Stored data entries:

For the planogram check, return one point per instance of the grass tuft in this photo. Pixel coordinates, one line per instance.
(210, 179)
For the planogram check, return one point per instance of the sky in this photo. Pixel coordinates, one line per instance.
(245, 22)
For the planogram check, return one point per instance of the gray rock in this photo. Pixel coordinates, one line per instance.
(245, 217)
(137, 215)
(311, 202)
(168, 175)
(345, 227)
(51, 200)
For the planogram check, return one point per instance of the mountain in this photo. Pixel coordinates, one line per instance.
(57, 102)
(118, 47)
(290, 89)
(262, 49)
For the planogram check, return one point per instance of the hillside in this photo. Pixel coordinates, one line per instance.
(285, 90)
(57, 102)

#### Activity
Output the entries exactly. Leave nothing out.

#### Your response
For the planogram check, return one point per instance of the grass tuft in this photo. Pixel coordinates, one line per instance.
(210, 179)
For the planogram check, return one point per instance of the sky in this photo. Pixel coordinates, one line per instance.
(245, 22)
For the planogram check, return one point per instance of the gray rock in this photo. Pixel coordinates, one line per instance.
(245, 217)
(137, 215)
(311, 202)
(168, 175)
(345, 227)
(51, 200)
For the planogram check, return one point per instance of the mountain in this photo. Pixel coordinates, one line per instance.
(57, 102)
(118, 47)
(290, 89)
(262, 49)
For the planogram check, return one point per instance of the hillside in this photo. Pixel coordinates, one line per instance.
(285, 90)
(57, 102)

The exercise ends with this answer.